• **Direction**: Rewrite the rows that run from the start through the line containing "[190,145,236,209]", with "small window" replaced by "narrow window" and everything else left unchanged.

* start *

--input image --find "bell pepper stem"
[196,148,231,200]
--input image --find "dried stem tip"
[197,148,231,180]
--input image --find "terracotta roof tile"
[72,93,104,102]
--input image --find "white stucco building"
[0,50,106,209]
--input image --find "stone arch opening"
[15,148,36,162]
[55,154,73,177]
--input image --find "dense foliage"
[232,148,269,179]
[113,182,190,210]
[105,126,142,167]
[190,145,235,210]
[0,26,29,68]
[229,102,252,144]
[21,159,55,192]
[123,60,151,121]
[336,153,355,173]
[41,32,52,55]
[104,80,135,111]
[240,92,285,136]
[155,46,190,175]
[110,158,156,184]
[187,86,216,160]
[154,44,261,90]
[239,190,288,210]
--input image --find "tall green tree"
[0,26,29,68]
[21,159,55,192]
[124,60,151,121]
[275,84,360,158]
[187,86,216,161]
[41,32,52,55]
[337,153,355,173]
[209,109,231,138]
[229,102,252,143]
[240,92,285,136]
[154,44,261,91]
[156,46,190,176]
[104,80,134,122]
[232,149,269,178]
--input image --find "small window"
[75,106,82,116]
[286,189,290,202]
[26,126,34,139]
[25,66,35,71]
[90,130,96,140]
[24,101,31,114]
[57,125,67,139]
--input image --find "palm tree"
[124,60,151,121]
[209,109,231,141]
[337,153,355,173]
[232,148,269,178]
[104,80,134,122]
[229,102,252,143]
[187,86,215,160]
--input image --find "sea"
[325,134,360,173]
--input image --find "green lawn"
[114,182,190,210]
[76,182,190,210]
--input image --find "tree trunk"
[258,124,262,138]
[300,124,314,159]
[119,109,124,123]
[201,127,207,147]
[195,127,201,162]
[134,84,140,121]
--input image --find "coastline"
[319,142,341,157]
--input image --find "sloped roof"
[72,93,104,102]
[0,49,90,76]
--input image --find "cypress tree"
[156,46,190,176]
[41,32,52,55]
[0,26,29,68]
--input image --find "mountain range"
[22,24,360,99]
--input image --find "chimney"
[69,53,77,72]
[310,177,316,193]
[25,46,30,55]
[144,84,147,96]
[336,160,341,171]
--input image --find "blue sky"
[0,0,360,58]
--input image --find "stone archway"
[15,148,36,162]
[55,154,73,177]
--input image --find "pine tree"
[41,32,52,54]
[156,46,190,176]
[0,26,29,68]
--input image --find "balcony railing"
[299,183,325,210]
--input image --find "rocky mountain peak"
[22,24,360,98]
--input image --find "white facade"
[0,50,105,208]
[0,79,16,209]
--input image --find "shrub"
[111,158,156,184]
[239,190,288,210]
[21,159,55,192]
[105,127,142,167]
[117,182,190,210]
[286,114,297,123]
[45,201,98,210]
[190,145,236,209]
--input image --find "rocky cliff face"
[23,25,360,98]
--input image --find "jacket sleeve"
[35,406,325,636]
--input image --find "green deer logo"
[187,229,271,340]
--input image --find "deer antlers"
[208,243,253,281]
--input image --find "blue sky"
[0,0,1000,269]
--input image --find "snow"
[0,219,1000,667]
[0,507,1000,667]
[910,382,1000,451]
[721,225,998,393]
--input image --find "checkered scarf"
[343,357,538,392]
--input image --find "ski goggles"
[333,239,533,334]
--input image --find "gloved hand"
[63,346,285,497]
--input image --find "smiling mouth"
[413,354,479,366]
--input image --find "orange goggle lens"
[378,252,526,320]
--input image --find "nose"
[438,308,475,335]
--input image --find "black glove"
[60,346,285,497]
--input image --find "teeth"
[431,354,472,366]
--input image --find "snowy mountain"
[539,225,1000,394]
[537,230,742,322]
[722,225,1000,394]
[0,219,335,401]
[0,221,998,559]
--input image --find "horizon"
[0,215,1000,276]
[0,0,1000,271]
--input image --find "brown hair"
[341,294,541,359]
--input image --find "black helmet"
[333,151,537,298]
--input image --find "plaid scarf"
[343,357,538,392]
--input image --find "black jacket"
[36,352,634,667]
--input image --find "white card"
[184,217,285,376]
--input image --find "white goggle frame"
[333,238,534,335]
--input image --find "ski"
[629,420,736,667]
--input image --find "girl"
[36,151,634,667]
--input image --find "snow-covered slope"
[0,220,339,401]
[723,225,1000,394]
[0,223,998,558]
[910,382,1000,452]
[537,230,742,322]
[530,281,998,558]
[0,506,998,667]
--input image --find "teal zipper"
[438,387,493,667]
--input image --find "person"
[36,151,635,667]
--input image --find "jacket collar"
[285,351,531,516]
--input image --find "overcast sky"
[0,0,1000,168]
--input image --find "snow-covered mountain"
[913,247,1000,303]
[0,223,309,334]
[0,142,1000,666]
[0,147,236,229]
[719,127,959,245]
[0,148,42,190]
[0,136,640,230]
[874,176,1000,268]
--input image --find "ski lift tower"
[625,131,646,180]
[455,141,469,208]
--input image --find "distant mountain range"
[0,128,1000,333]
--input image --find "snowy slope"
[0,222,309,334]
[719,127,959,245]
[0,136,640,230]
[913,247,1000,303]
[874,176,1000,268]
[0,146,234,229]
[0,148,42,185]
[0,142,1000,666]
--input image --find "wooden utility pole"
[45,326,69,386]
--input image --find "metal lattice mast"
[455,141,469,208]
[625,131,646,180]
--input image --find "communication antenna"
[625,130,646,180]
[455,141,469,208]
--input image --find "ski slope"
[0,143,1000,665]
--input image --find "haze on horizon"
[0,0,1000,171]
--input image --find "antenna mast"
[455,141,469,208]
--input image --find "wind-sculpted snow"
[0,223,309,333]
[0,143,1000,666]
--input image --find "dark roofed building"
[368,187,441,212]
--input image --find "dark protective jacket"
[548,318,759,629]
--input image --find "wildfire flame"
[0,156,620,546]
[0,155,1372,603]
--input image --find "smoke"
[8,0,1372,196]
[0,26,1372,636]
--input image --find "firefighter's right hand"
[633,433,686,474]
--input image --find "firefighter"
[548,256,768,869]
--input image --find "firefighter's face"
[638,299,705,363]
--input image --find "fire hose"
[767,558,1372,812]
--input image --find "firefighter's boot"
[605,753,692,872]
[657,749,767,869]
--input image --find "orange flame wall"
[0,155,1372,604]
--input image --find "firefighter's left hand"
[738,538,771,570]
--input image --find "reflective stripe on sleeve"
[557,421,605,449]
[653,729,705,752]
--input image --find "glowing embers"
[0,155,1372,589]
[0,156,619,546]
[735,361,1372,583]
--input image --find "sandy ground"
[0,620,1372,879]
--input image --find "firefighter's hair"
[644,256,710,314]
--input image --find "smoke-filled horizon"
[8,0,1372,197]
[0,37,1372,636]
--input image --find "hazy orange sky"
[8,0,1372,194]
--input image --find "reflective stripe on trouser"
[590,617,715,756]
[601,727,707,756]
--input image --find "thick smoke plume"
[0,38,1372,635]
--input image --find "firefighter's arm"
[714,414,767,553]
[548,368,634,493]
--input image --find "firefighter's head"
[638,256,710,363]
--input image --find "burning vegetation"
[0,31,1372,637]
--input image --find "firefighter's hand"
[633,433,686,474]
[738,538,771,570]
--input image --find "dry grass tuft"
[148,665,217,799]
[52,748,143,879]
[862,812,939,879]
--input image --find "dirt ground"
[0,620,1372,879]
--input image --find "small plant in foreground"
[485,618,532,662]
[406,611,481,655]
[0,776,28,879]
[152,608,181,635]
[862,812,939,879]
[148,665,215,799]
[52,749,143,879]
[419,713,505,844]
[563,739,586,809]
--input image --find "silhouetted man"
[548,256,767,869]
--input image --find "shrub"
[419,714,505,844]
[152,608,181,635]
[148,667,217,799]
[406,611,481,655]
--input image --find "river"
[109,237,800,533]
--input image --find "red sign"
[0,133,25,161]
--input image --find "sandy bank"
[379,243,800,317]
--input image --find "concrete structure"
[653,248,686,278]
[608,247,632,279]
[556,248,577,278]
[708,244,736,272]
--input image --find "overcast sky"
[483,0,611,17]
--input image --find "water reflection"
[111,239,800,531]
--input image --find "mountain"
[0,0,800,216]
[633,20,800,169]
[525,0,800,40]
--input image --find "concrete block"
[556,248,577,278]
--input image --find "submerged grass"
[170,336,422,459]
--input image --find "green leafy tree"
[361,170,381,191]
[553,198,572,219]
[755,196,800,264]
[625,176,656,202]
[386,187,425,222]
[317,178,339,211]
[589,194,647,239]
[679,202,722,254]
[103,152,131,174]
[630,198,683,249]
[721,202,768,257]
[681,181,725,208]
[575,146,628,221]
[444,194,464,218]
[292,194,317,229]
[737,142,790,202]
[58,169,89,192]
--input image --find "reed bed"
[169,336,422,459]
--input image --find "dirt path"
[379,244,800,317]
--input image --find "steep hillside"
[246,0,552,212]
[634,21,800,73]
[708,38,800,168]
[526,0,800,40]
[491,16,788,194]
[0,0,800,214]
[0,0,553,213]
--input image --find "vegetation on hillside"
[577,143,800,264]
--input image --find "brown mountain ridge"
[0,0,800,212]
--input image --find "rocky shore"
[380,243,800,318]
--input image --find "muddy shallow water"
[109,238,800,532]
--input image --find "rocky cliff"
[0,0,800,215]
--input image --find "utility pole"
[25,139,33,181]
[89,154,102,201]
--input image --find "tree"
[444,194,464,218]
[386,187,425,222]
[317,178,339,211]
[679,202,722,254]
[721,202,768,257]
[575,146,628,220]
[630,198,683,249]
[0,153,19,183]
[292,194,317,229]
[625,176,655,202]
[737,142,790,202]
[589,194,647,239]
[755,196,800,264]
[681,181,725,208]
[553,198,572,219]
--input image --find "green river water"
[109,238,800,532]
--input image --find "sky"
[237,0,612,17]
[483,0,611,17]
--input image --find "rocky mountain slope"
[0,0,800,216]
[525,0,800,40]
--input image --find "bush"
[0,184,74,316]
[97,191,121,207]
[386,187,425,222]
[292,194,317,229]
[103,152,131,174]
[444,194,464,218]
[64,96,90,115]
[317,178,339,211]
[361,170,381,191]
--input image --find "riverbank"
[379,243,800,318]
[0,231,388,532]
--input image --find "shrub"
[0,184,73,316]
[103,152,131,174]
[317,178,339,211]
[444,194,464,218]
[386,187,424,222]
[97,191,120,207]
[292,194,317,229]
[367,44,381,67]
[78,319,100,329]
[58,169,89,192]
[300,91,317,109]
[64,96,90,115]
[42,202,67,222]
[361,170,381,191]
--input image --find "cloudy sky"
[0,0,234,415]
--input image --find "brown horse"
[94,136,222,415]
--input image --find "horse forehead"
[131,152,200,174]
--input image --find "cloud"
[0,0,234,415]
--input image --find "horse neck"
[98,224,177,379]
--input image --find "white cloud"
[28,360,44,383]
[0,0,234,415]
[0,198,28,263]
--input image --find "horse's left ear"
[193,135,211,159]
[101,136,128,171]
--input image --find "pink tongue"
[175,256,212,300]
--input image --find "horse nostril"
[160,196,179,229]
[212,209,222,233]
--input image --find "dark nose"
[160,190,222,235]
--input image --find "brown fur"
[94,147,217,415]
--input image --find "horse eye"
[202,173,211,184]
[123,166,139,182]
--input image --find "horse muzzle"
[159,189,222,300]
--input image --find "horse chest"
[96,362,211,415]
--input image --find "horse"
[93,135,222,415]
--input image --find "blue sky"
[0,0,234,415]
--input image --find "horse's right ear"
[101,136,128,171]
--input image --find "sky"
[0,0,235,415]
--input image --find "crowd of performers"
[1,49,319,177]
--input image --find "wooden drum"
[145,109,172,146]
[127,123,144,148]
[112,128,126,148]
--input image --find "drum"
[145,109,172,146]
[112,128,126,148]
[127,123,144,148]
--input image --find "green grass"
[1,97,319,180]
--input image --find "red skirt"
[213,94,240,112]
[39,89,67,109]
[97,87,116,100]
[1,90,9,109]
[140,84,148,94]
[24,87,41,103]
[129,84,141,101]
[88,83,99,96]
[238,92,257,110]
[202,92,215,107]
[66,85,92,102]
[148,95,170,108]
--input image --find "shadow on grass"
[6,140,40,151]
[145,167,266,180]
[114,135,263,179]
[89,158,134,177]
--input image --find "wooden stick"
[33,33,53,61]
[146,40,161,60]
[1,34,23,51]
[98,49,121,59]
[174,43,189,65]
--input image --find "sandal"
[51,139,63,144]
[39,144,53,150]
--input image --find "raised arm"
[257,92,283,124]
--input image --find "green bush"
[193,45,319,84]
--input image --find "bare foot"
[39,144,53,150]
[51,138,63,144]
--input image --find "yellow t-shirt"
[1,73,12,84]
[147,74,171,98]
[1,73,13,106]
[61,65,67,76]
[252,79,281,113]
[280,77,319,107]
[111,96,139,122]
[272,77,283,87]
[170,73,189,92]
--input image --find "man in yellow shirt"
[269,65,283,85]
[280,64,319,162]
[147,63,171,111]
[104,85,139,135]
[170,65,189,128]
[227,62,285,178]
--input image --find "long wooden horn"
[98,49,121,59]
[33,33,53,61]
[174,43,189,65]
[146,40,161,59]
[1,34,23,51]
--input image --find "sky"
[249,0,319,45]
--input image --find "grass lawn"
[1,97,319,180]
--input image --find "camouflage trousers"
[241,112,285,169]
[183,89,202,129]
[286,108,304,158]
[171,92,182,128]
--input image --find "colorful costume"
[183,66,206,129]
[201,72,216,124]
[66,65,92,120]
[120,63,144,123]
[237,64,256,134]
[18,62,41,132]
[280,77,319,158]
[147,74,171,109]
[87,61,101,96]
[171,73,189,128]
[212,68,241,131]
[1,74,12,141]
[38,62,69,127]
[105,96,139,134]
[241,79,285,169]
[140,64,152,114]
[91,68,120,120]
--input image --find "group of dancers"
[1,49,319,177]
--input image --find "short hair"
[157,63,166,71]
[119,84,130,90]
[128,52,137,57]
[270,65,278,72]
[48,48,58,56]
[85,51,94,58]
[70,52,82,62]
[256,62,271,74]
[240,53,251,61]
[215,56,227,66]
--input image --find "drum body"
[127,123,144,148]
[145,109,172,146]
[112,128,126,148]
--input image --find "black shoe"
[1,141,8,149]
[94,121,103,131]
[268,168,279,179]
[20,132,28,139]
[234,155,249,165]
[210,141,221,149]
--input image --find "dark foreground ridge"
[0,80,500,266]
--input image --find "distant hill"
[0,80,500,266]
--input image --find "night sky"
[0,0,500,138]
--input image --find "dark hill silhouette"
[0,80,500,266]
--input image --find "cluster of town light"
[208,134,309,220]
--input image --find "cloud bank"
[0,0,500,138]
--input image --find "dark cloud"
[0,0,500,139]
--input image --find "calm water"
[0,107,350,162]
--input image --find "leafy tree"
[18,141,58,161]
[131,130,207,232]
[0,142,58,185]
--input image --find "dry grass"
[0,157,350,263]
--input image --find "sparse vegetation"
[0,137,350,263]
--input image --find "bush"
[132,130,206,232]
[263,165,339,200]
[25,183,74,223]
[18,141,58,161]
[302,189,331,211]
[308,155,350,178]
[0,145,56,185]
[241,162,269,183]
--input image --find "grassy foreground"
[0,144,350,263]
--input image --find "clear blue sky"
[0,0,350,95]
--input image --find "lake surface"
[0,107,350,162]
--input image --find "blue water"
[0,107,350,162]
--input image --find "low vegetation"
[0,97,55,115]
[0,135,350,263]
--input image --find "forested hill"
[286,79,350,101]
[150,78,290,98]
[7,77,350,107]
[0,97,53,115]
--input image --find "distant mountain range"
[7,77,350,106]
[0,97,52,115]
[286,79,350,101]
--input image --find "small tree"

* end *

• **Reply to the task**:
--input image --find "bell pepper stem"
[196,148,231,200]
--input image --find "dried stem tip"
[197,148,231,180]
--input image --find "terracotta roof tile"
[72,93,104,102]
--input image --find "white stucco building"
[0,50,106,209]
--input image --find "stone arch opening"
[15,148,36,162]
[55,154,73,177]
--input image --find "dense foliage"
[232,148,269,179]
[113,182,190,210]
[105,126,142,167]
[190,145,235,210]
[0,26,29,68]
[229,102,252,144]
[21,159,55,192]
[123,60,151,121]
[336,153,355,173]
[41,32,52,55]
[104,80,135,111]
[240,92,285,136]
[155,46,190,175]
[110,158,156,184]
[187,86,216,160]
[154,44,261,90]
[239,190,288,210]
--input image --find "tall green tree"
[0,26,29,68]
[21,159,55,192]
[124,60,151,121]
[275,84,360,158]
[187,86,216,161]
[41,32,52,55]
[337,153,355,173]
[209,109,231,138]
[229,102,252,143]
[240,92,285,136]
[154,44,261,91]
[156,46,190,176]
[104,80,134,122]
[232,149,269,178]
--input image --find "narrow window"
[75,106,82,116]
[286,189,290,202]
[26,126,34,139]
[25,66,35,71]
[90,130,96,140]
[24,101,31,114]
[57,125,67,139]
--input image --find "palm tree"
[124,60,151,121]
[209,109,231,141]
[337,153,355,173]
[232,148,269,178]
[104,80,134,122]
[229,102,252,143]
[187,86,215,160]
--input image --find "sea"
[325,134,360,173]
--input image --find "green lawn"
[114,182,190,210]
[76,182,190,210]
--input image --find "tree trunk"
[258,124,262,138]
[300,124,314,159]
[119,109,124,123]
[201,127,207,147]
[195,127,201,162]
[134,84,140,121]
--input image --find "coastline"
[319,142,341,157]
--input image --find "sloped roof"
[72,93,104,102]
[0,49,90,76]
--input image --find "cypress tree"
[156,46,190,176]
[41,32,52,55]
[0,26,29,68]
--input image --find "mountain range"
[22,24,360,99]
--input image --find "chimney"
[69,53,77,72]
[310,177,316,193]
[25,46,30,55]
[144,84,147,96]
[336,160,341,171]
--input image --find "blue sky"
[0,0,360,58]
--input image --find "stone archway"
[15,148,36,162]
[55,154,73,177]
--input image --find "pine tree"
[41,32,52,54]
[156,46,190,176]
[0,26,29,68]
--input image --find "balcony railing"
[299,183,325,210]
--input image --find "rocky mountain peak"
[22,24,360,98]
--input image --find "white facade"
[0,50,105,208]
[0,79,16,209]
--input image --find "shrub"
[111,158,156,184]
[239,190,288,210]
[21,159,55,192]
[105,127,142,167]
[117,182,190,210]
[286,114,297,123]
[45,201,98,210]
[190,145,236,209]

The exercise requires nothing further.